**TASK INSTRUCTIONS**
Reproduce word for word the part of the Adenauer text that starts at "A Decision of" and stops after "the Western alliance.".

**SOURCE TEXT**
A Decision of Momentous Gravity

Konrad Adenauer, the first Chancellor of West Germany, also made the conscious decision to prioritise integration with NATO and the Western socio-political economic model, over the prospect of immediate reunification with Eastern Germany. He anchored West Germany firmly within the Western Bloc, sacrificing that vision for the foreseeable future, to gain security, legitimacy and prosperity within the Western alliance.

Former German Chancellor Konrad Adenauer gestures in December 1965. (AP Photo/Heinrich Sanden jr.)

Former German Chancellor Konrad Adenauer gestures in December 1965. (AP Photo/Heinrich Sanden jr.)

In February 1955 Adenauer addressed the Bundestag (German parliament), stating: “Today marks the end of the era of occupation for the Federal Republic of Germany… we are a free and independent state.”

The German political scene was not united in this assessment. Opposition party leader Erich Ollenhauer of the SPD (Social Democratic Party) stated: “Germany remains split. We can only talk of German sovereignty when Germany is reunified in freedom.”

Both men were, in their own way, correct. West Germany’s sovereignty was not just taken for granted but was strategically negotiated and traded for alignment with the West. Nominal freedom had been achieved, but at the cost of the country’s division.

Why 1955?

**RECORDS PROVIDED**
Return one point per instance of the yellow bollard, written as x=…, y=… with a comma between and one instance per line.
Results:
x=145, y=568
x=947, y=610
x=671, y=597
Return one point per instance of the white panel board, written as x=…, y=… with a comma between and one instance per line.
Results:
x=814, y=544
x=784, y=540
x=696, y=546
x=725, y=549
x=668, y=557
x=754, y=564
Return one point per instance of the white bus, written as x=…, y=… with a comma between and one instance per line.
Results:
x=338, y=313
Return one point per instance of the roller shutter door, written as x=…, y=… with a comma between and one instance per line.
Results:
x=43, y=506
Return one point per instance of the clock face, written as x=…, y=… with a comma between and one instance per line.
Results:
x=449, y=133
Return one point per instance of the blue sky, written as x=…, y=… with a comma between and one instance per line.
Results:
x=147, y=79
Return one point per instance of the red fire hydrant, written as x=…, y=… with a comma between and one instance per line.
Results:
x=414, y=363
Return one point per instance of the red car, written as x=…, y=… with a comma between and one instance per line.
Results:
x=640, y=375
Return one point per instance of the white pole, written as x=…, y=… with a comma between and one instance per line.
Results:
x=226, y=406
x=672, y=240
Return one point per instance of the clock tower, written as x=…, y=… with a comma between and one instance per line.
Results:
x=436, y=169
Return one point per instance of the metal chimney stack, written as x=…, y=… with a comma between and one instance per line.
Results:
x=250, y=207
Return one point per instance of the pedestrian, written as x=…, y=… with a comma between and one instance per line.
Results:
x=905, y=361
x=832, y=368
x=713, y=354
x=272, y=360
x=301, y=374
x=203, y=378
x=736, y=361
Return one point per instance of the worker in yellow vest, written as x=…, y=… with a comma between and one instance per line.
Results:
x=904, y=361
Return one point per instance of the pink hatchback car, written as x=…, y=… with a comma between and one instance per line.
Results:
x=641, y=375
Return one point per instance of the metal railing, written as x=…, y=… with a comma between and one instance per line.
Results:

**RESPONSE AREA**
A Decision of Momentous Gravity

Konrad Adenauer, the first Chancellor of West Germany, also made the conscious decision to prioritise integration with NATO and the Western socio-political economic model, over the prospect of immediate reunification with Eastern Germany. He anchored West Germany firmly within the Western Bloc, sacrificing that vision for the foreseeable future, to gain security, legitimacy and prosperity within the Western alliance.